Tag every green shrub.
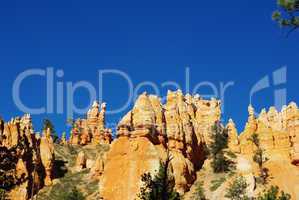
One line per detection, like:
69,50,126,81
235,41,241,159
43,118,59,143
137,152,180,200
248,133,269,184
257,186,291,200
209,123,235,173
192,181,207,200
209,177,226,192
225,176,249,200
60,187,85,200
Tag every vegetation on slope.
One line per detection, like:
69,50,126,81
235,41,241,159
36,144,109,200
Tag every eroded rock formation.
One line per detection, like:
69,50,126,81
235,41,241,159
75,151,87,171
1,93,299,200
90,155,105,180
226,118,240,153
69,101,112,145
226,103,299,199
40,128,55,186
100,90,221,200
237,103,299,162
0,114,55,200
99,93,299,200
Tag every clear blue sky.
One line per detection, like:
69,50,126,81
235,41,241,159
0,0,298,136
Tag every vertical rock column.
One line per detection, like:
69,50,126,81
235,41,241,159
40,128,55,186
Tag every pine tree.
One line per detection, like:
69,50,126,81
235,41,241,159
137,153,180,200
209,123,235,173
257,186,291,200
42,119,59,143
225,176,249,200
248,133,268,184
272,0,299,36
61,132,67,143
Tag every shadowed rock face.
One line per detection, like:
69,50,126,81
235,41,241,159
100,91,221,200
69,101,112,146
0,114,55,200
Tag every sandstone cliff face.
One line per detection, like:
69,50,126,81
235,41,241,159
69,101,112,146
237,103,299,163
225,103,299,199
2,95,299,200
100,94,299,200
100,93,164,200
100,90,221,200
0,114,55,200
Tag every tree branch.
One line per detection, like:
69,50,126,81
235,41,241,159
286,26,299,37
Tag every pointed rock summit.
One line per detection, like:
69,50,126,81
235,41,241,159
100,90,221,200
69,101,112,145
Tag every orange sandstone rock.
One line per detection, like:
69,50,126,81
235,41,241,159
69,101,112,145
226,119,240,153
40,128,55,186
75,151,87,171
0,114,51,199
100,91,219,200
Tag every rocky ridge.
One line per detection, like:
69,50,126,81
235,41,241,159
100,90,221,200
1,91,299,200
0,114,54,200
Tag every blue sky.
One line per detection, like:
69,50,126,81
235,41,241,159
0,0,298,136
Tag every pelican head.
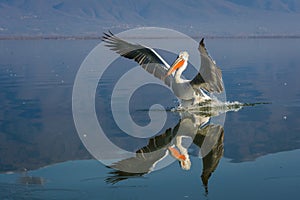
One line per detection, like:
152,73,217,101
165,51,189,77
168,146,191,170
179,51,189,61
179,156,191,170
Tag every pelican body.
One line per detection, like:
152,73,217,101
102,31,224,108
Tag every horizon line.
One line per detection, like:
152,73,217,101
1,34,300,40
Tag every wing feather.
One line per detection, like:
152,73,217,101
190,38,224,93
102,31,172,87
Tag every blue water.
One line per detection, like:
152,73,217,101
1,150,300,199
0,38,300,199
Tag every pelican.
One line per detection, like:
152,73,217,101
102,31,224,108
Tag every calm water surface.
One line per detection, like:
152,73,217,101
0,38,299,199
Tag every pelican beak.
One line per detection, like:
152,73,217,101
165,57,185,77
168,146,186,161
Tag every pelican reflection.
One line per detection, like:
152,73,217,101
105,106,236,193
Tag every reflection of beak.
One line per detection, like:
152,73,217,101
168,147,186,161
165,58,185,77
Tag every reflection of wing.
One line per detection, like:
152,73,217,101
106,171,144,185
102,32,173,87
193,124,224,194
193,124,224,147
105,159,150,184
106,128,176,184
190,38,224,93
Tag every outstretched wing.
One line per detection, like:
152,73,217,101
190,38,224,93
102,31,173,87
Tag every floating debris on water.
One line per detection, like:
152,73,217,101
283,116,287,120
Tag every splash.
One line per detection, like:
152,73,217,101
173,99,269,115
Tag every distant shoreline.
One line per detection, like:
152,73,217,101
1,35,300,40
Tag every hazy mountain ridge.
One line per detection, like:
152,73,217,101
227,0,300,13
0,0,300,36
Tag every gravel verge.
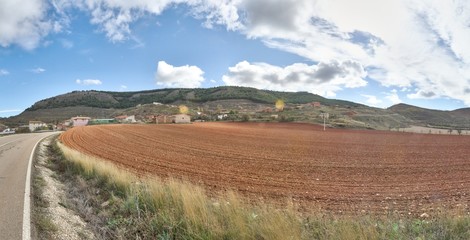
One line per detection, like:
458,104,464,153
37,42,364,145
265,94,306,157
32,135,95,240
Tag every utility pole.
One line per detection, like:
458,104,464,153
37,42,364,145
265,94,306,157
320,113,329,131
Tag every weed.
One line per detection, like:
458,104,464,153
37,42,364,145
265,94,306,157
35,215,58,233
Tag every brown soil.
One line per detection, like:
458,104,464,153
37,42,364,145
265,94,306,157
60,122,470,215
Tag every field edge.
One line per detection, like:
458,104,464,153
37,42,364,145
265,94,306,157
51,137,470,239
========
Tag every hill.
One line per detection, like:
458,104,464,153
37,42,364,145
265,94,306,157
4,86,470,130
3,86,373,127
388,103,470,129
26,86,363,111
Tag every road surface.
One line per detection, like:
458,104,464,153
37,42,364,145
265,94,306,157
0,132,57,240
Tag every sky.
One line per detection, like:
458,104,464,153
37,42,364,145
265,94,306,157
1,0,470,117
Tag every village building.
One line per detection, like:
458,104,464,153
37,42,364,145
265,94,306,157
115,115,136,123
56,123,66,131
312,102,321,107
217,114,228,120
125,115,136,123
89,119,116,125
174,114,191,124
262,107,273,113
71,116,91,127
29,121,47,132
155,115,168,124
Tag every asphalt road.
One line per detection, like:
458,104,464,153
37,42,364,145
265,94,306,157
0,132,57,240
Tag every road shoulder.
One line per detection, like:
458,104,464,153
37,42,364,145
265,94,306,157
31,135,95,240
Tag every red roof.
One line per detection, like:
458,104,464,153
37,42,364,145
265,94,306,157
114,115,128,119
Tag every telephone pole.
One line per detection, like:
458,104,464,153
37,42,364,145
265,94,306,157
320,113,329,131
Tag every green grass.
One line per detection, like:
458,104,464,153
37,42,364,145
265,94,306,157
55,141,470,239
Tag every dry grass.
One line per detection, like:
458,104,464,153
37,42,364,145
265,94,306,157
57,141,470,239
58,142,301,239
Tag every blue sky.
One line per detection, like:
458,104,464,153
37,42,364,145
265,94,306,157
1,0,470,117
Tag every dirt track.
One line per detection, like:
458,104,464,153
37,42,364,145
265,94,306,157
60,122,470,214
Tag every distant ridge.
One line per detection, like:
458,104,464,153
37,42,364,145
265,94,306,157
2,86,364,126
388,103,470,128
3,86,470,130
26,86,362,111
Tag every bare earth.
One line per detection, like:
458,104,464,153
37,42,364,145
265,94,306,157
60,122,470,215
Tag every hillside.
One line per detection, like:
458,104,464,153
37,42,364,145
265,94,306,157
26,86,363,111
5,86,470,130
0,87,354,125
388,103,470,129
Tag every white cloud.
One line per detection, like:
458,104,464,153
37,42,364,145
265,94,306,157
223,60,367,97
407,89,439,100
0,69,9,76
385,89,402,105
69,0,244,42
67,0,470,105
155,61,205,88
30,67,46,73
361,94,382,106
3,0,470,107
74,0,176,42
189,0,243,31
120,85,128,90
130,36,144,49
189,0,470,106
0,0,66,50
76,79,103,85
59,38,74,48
========
» **Instructions for the task**
Only a number is wanted here: the count of lines in the material above that contain "sandstone".

» **Response area**
2